··· Trecho da fonte
As iniciativas DEI cresceram após o chamado "reconhecimento racial" após o assassinato de George Floyd em 2020. No entanto, ao longo dos anos, algumas organizações se afastaram das iniciativas, especialmente aquelas que priorizavam a diversidade nas decisões de contratação. A oposição à diversidade tornou-se um ponto de discussão da guerra cultural e uma prioridade na campanha de Trump para 2024 — e ele tem cumprido suas promessas nas primeiras semanas de seu segundo mandato.
Por sua parte, as instituições católicas planejam manter seus valores, baseados na dignidade de cada pessoa humana e no princípio da solidariedade, disse Carroll, "mas a forma como abordamos isso pode precisar mudar".
"Como instituições católicas, em nosso cerne estamos ancorados em nossos valores e no ensino social católico", afirmou. "Isso é o que impulsiona o trabalho que fazemos: como ensinamos, os serviços que oferecemos. É quem somos como católicos".
······
= Conjunto de tarefas =
1. Reescreva de forma mais breve o parágrafo do trecho sobre as iniciativas DEI que começa com "As iniciativas DEI cresceram", mantendo seus fatos principais.
2. Dê uma continuação para o trecho sobre as iniciativas DEI e as instituições católicas, começando depois da última frase apresentada.
Nenhuma tarefa depende dos itens.
··· Material fornecido
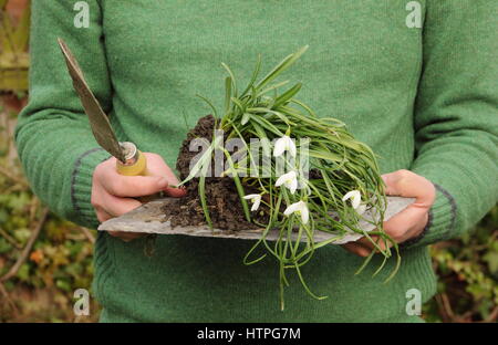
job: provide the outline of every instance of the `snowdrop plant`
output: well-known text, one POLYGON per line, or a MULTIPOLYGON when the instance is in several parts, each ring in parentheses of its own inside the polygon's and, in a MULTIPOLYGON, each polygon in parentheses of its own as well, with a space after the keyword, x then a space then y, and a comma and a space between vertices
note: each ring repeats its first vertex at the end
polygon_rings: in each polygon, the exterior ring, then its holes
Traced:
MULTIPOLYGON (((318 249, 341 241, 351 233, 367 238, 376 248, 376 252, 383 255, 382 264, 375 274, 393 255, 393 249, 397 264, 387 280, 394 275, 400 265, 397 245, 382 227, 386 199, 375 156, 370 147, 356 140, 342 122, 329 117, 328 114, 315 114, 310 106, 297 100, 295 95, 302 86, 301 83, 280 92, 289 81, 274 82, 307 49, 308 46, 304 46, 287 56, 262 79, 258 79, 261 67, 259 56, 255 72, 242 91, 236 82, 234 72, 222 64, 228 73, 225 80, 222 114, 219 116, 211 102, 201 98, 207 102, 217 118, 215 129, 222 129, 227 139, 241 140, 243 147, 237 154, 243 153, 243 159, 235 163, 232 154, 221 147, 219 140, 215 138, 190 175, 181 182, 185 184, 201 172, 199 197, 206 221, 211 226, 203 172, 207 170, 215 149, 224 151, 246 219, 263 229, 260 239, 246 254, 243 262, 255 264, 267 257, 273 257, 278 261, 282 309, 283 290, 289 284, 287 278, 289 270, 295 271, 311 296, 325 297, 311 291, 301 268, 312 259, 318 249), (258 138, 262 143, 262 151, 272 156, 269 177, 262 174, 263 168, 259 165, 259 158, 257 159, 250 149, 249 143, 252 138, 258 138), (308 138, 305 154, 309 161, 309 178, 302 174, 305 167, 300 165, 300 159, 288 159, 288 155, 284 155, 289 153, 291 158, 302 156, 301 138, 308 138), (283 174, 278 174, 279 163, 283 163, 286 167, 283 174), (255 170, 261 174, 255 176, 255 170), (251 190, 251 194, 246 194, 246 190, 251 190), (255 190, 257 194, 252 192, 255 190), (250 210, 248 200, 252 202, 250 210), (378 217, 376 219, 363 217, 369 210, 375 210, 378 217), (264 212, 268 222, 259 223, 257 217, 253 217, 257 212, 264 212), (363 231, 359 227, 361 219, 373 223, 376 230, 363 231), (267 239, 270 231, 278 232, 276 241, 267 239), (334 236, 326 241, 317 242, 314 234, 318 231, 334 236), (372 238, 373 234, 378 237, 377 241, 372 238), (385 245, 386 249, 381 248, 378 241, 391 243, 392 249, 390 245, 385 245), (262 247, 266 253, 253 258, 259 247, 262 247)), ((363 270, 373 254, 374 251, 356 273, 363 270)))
······
= Respostas dadas =
1. As iniciativas DEI cresceram com o "reconhecimento racial" que se seguiu ao assassinato de George Floyd, em 2020. Depois, algumas organizações se afastaram delas, sobretudo as que priorizavam a diversidade na contratação. A oposição à diversidade virou tema da guerra cultural e prioridade da campanha de Trump em 2024. Nas primeiras semanas do segundo mandato, ele vem cumprindo essas promessas.

2.
No entanto, ela reconhece as ameaças financeiras, já que algumas instituições católicas têm um número significativo de estudantes que dependem de bolsas federais Pell para financiar sua educação. Cortes no financiamento federal para pesquisa médica pelos Institutos Nacionais de Saúde também provavelmente afetarão as instituições católicas.
Já, algumas escolas começaram a usar as palavras "pertencimento", "dignidade" e "justiça", em vez de diversidade, equidade ou inclusão, para descrever uma abordagem mais católica.
O presidente de St. Thomas, Rob Vischer, disse que planeja apelar contra o cancelamento da concessão para educação especial e fundamental. A universidade se comprometeu a cobrir a matrícula dos estudantes para que possam concluir o semestre de primavera, mas terá que trabalhar com os estudantes que contavam com esse financiamento para seus planos futuros.
“Como somos uma universidade católica, nossos valores não mudarão”, afirmou. “Estamos comprometidos em garantir que cada estudante tenha a experiência do que o Papa Francisco chama de ‘cultura do encontro’, garantindo que sejam vistos, conhecidos e valorizados”.
Mesmo enquanto St. Thomas permanece comprometida com seus valores católicos, “estamos abertos a uma conversa sobre certos termos para descrever esses valores”, disse Vischer, observando que o acrônimo "DEI" se tornou um ponto de conflito.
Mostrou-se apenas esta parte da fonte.